▼

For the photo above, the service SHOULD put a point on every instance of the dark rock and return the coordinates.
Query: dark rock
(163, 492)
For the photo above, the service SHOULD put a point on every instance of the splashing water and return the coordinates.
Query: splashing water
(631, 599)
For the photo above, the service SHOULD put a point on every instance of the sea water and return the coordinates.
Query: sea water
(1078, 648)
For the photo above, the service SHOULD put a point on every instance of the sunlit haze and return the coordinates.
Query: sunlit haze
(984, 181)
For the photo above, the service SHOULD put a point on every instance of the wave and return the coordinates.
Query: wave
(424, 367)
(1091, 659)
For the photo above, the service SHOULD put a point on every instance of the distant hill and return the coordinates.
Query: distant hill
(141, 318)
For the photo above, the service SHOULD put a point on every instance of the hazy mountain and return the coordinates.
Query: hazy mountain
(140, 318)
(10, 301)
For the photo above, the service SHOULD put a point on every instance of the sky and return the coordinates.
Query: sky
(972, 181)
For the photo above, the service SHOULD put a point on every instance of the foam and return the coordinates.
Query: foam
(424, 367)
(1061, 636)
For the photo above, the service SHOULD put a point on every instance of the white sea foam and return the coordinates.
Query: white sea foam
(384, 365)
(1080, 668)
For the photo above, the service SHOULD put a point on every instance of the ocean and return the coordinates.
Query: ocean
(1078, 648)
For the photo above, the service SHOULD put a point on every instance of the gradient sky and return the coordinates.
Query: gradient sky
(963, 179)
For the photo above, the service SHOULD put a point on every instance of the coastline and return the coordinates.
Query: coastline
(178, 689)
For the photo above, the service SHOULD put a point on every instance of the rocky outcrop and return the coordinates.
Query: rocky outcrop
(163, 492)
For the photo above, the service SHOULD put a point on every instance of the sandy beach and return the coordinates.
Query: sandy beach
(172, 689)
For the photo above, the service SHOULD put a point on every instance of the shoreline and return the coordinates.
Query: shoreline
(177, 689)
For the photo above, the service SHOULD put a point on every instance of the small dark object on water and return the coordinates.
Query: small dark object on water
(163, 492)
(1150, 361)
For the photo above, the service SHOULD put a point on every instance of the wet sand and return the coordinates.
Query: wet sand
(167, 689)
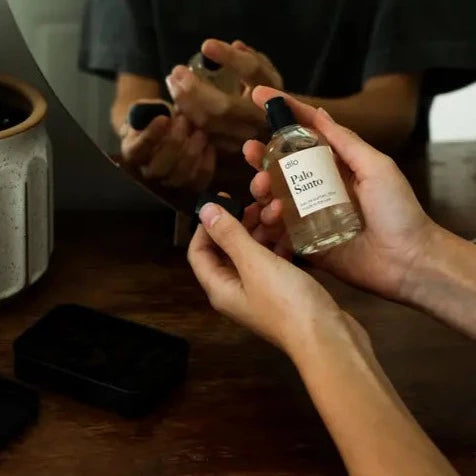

▲

__Directions__
Once the line containing "Query: white sea foam" is found, write out exactly that line and each line after it through the end of the entries, omitting pictures.

__Response__
Query: white sea foam
(384, 365)
(1080, 668)
For the photo above, the service SHOULD put a point on every instance of the ocean and return the coordinates.
Query: ocean
(1078, 648)
For the photo above, the service SHOULD put a point on every instance of the gradient sky and return the coordinates.
Query: gradient sky
(963, 179)
For the photo above, the service SHOULD put a point on every instance of the coastline and return the coordinates.
Query: coastline
(178, 689)
For the photo above, the service SHOULD put a point on every instance of the rocky outcrop and return the coordinates.
Query: rocky outcrop
(163, 492)
For the photo above, the service SHOULD put a point on every instance of the sandy beach and return the coordinates.
Query: sandy beach
(172, 689)
For the photo above, the service SHOULD put a point on every instance of the shoreline and return the coordinates.
Query: shoreline
(177, 689)
For the photo above, the service SHOULD put a point on every instance of the small dark object on water and return the coordinates.
Query: small dark object on water
(163, 492)
(1150, 361)
For the photo above, the service SHOULD put a point on every instance of the wet sand and return the coordinates.
Query: wet sand
(167, 689)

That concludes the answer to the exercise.